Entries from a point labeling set

= = = = =

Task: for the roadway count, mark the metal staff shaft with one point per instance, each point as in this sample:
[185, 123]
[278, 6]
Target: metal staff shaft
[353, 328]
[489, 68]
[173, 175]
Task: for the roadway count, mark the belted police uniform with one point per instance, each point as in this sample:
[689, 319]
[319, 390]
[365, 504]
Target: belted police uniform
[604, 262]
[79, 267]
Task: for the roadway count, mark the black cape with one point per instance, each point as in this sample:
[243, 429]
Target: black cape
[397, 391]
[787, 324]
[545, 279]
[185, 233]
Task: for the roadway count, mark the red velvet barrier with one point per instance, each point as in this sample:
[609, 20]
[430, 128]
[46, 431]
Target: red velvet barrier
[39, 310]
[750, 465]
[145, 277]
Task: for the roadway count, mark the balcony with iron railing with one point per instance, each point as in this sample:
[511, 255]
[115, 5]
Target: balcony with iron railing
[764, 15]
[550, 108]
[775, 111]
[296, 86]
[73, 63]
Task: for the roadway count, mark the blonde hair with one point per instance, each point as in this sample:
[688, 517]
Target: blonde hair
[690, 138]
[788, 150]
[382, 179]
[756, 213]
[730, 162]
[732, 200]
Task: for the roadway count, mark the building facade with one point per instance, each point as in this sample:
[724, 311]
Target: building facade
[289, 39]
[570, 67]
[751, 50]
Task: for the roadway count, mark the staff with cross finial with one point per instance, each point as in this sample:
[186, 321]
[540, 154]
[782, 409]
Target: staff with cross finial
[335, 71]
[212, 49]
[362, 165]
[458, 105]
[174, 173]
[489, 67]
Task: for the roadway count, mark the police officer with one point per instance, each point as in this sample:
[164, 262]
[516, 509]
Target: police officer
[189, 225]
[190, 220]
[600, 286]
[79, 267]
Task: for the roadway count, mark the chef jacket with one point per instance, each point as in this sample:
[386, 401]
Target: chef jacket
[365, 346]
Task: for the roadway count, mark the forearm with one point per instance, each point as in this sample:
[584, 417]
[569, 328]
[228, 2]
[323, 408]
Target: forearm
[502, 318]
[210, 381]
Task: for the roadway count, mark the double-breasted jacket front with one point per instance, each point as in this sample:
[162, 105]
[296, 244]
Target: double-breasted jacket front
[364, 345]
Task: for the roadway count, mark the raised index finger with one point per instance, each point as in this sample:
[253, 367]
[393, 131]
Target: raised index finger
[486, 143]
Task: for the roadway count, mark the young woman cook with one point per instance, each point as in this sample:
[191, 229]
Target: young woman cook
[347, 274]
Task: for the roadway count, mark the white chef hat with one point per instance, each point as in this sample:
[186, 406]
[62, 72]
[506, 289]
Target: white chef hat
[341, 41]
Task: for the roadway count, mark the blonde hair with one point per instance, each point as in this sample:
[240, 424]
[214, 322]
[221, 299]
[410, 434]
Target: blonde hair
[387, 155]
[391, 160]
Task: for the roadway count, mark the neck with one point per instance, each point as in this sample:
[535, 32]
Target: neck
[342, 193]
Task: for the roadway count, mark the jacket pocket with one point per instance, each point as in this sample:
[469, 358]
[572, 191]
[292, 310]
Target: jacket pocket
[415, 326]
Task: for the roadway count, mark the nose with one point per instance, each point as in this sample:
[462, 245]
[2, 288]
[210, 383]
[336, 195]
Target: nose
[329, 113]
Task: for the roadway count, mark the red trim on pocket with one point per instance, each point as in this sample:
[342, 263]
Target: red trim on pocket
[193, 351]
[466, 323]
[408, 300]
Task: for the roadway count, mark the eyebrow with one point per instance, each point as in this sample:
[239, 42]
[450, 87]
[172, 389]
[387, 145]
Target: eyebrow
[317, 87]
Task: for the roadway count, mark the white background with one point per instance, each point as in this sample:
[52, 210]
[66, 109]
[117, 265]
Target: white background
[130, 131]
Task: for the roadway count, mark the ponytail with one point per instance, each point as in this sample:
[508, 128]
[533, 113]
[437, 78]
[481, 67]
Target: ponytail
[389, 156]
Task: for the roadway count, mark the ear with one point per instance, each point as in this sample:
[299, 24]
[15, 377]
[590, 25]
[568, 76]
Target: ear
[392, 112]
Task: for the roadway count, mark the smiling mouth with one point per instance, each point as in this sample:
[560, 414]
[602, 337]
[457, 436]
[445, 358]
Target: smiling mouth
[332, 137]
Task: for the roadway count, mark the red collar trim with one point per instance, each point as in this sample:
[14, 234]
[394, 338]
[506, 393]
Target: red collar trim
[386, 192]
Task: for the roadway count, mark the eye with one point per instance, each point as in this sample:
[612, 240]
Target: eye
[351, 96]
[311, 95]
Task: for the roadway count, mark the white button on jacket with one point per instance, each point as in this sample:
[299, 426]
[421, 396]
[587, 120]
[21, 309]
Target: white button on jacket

= = = = =

> **SHORT PROBLEM**
Render everything from the line containing "Task: for the roadway count, mark the eye with" through the end of the entries, both ends included, as a Markdown table with the columns Row and Line. Give each line its own row and skip any blank lines.

> **EXERCISE SOLUTION**
| Row | Line |
|---|---|
| 1 | Task: for the roadway count, mark the eye with one point per instance, each point as in this sample: |
| 2 | [612, 240] |
| 3 | Target: eye |
| 4 | [351, 96] |
| 5 | [311, 95] |
| 6 | Task: for the roadway count, mark the white button on jacket with one point per instance, each point as in this sample: |
| 7 | [299, 426] |
| 8 | [421, 396] |
| 9 | [587, 120] |
| 10 | [21, 309] |
| 11 | Target: white button on jacket |